### Goal
Set down the rows below, unchanged, starting at the line that contains "In this photo, where can the building" and ending after the line that contains "pixel 514 28".

### Source data
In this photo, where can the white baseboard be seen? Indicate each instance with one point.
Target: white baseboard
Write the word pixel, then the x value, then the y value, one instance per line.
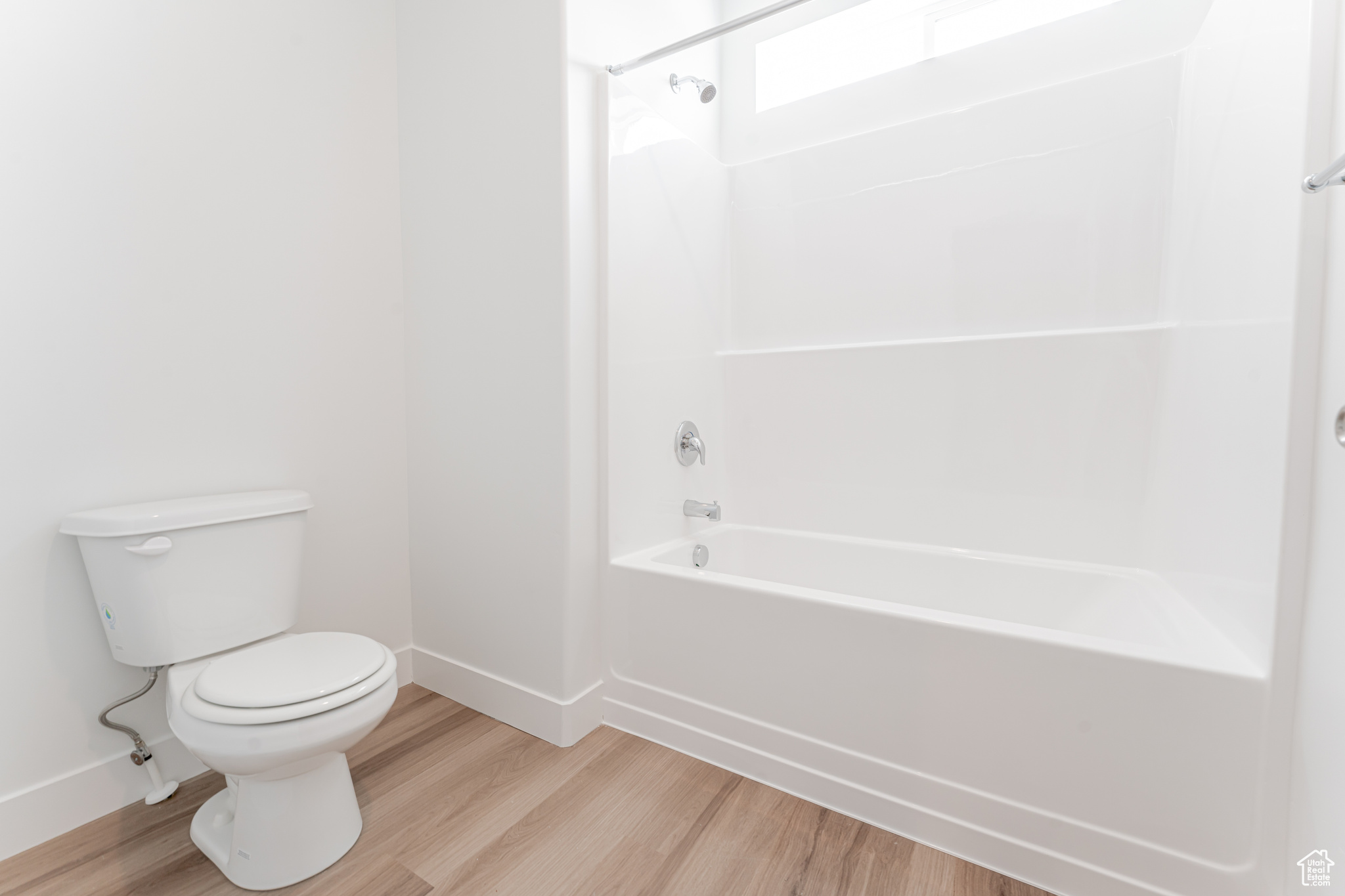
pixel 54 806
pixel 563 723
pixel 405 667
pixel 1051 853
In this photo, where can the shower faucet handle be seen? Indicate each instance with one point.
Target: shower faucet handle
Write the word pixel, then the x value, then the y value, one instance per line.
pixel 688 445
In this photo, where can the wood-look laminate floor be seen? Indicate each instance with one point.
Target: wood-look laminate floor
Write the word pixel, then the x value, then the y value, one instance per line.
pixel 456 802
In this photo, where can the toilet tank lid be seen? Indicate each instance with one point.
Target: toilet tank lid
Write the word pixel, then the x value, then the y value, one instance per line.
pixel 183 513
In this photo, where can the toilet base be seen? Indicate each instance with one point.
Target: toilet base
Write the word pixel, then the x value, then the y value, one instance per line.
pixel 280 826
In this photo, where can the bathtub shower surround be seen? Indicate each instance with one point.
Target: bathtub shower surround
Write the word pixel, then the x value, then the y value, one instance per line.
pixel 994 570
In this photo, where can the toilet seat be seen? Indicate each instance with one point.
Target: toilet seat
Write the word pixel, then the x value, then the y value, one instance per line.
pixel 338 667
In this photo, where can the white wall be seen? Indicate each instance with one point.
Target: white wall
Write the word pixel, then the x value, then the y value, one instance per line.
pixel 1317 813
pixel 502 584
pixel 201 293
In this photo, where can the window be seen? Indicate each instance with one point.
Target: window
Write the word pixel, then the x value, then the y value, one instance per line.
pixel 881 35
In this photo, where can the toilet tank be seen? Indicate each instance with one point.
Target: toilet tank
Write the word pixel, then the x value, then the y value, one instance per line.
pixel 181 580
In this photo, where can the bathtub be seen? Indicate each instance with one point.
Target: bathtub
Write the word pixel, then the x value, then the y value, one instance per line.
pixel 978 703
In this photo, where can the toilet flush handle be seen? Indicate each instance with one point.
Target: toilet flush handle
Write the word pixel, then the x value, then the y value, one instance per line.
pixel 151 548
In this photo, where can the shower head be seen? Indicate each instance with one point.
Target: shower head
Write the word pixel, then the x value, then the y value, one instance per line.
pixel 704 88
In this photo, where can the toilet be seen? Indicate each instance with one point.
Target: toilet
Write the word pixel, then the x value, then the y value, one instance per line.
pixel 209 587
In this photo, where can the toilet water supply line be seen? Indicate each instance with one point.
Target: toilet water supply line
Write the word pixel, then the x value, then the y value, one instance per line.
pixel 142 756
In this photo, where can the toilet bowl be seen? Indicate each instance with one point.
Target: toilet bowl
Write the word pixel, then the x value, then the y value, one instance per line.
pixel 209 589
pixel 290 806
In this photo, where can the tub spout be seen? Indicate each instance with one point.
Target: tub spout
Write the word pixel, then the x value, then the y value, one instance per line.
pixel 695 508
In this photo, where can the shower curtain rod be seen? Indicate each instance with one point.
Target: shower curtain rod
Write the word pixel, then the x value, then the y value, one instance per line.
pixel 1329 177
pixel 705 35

---

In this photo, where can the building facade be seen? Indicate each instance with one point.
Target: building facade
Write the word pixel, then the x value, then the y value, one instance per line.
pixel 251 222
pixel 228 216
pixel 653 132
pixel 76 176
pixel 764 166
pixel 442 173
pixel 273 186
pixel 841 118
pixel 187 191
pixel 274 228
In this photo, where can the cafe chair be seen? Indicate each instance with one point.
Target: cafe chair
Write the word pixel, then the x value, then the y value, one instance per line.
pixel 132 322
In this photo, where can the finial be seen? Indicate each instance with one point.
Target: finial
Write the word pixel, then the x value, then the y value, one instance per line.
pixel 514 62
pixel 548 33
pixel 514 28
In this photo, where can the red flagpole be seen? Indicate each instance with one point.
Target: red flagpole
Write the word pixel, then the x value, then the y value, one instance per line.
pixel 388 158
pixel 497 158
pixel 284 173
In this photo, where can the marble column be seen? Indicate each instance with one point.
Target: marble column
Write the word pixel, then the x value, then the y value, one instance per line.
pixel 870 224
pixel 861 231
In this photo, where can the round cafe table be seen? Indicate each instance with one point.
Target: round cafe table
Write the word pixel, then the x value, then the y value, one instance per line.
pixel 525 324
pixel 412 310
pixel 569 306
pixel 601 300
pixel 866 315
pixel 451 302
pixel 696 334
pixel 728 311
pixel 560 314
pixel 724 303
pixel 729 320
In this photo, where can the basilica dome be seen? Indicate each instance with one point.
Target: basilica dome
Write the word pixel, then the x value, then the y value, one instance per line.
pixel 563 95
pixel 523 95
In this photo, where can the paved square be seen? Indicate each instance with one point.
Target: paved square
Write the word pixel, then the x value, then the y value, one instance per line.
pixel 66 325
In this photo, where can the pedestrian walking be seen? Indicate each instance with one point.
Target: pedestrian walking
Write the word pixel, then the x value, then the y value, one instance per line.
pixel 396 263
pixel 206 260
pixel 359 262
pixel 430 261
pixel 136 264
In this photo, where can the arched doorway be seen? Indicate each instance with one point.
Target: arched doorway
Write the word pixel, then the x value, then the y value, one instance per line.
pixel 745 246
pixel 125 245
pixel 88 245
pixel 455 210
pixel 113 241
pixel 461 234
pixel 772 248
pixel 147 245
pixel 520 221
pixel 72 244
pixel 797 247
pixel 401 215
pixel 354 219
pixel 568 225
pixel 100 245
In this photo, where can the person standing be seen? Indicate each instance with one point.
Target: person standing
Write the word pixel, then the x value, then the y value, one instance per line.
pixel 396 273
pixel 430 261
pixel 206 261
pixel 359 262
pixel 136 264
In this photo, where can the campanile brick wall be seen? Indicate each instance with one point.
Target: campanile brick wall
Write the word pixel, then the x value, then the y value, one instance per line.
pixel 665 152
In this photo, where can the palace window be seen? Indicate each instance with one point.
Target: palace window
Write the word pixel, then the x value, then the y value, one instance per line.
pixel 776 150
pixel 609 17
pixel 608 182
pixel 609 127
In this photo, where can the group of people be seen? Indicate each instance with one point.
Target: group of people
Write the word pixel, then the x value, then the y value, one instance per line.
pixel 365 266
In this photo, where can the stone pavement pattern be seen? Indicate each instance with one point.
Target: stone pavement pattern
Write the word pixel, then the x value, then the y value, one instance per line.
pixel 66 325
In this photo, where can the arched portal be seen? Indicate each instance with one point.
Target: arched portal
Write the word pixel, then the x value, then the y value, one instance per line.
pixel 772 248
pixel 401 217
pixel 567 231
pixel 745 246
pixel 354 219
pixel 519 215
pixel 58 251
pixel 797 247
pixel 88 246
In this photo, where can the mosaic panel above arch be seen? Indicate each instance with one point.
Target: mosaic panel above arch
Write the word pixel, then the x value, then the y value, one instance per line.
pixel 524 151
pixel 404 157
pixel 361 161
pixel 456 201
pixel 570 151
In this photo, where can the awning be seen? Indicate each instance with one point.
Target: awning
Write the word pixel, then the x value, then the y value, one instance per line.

### Solution to the problem
In this photo, where can the building facade be seen? Indicate each instance with one point.
Target: building facade
Write the word pixel, then the x value, then the y value, one instance per line.
pixel 251 222
pixel 228 216
pixel 653 132
pixel 76 176
pixel 764 166
pixel 442 173
pixel 273 186
pixel 841 118
pixel 187 191
pixel 274 228
In this photo, where can the cafe chair be seen? Indicate each instance with one point.
Target: cafe chair
Write the word pixel, then the x value, then the y value, one instance per line.
pixel 132 322
In this photo, where can the finial be seen? Indicate each instance with one point.
Target: finial
Write the word pixel, then the x value, then the y value, one instance per line.
pixel 514 62
pixel 548 33
pixel 514 28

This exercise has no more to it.